→ Source text
[Start of Attachment]
Roche gets oncology boost with cancer vaccine
pharmafile | May 16, 2014 | News story | Research and Development, Sales and Marketing | ASCO, Roche, bladder cancer, oncology
Roche’s most advanced experimental cancer immunotherapy has had impressive results in a small Phase I trial, reducing tumour size in half of the patients.
In data to be fully revealed at the ASCO meeting later this month – where cancer immunotherapies will be well-represented – MPDL3280A will be shown to have shrunk the tumours of ten out of 20 advanced bladder cancer patients with PD-L1 positive tumours by at least 30 per cent.
Sandra Horning, Roche’s chief medical officer, tells Reuters: “A 50% response rate is quite remarkable and it certainly compares favourably with what we and others have seen with immunotherapy for other tumour types.”
With specific advances in bladder cancer few and far between in recent years, Roche’s head of global medical affairs oncology, Niko Andre, says he is particularly excited about the new data on MPDL3280A.
The median time to response in this Phase I trial was 43 days, and Horning says: “To see an early response with immunotherapy is a very notable finding.”
[End of Attachment]
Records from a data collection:
[Start of Attachment]
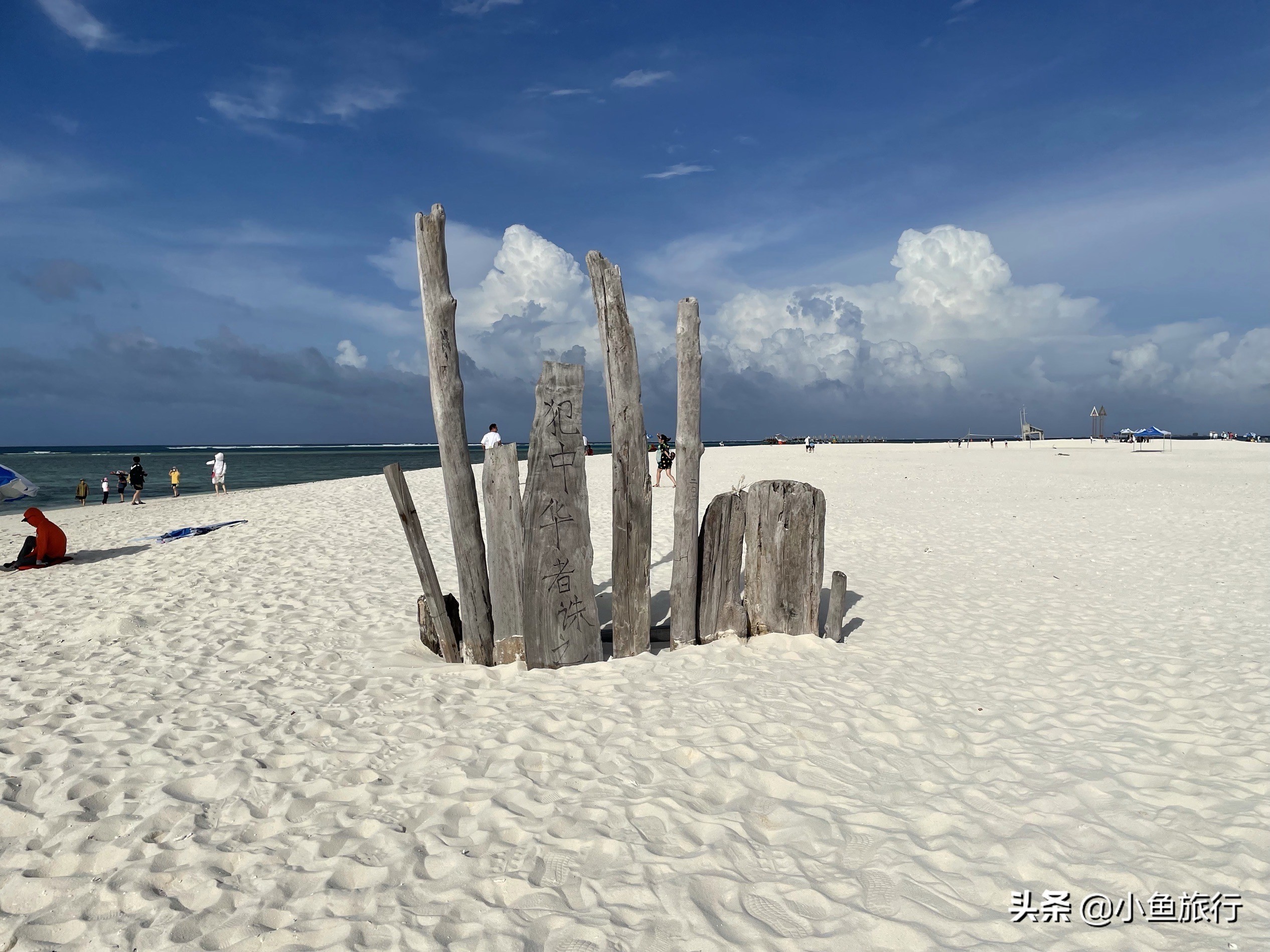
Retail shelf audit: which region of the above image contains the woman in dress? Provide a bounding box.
[654,433,674,486]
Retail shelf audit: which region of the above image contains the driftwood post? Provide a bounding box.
[414,205,494,664]
[697,490,748,645]
[824,573,847,641]
[522,360,602,668]
[670,297,701,649]
[482,443,525,664]
[745,480,824,637]
[384,463,462,661]
[587,251,653,658]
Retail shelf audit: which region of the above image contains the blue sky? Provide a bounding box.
[0,0,1270,443]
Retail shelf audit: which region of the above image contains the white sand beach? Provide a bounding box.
[0,441,1270,952]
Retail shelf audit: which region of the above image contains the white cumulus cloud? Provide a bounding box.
[335,340,366,370]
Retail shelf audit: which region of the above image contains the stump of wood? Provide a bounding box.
[671,297,701,649]
[697,490,748,645]
[824,573,847,641]
[414,205,494,664]
[745,480,824,637]
[482,443,525,664]
[522,360,602,668]
[384,463,462,661]
[587,251,653,658]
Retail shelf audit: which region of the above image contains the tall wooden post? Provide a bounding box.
[482,443,525,664]
[587,251,653,658]
[745,480,824,637]
[824,573,847,641]
[697,490,748,645]
[523,360,603,668]
[384,463,462,661]
[671,297,701,649]
[414,205,494,664]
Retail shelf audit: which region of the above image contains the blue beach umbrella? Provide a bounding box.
[0,466,39,503]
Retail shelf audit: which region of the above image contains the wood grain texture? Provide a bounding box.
[697,490,748,645]
[745,480,824,637]
[384,463,462,661]
[587,251,653,658]
[522,360,603,668]
[414,205,494,664]
[671,297,701,649]
[824,573,847,641]
[482,443,525,664]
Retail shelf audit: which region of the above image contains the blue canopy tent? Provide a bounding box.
[1133,427,1174,449]
[0,466,39,503]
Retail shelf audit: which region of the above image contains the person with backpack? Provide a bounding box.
[128,456,146,505]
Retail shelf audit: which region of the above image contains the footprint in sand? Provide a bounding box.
[740,892,812,939]
[859,869,899,918]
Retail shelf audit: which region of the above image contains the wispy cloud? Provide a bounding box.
[36,0,167,53]
[0,147,109,202]
[322,84,401,122]
[13,258,102,303]
[207,67,404,136]
[449,0,521,17]
[644,162,714,179]
[613,70,674,89]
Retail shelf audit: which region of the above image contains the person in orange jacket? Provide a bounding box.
[4,506,66,571]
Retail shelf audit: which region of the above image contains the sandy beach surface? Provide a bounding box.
[0,441,1270,952]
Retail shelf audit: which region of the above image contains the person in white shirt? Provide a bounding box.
[207,453,230,495]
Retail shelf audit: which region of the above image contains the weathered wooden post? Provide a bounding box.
[384,463,462,661]
[824,573,847,641]
[522,360,602,668]
[697,490,748,645]
[414,205,494,664]
[745,480,824,637]
[676,297,701,649]
[482,443,525,664]
[587,251,653,658]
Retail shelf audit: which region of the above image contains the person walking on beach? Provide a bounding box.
[653,433,674,486]
[207,453,230,495]
[128,456,146,505]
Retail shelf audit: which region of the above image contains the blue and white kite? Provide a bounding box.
[0,466,39,503]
[End of Attachment]
→ What the task asks
According to the news story on Roche's cancer immunotherapy, what was the median time to response in the Phase I trial?

→ Response box
43 days.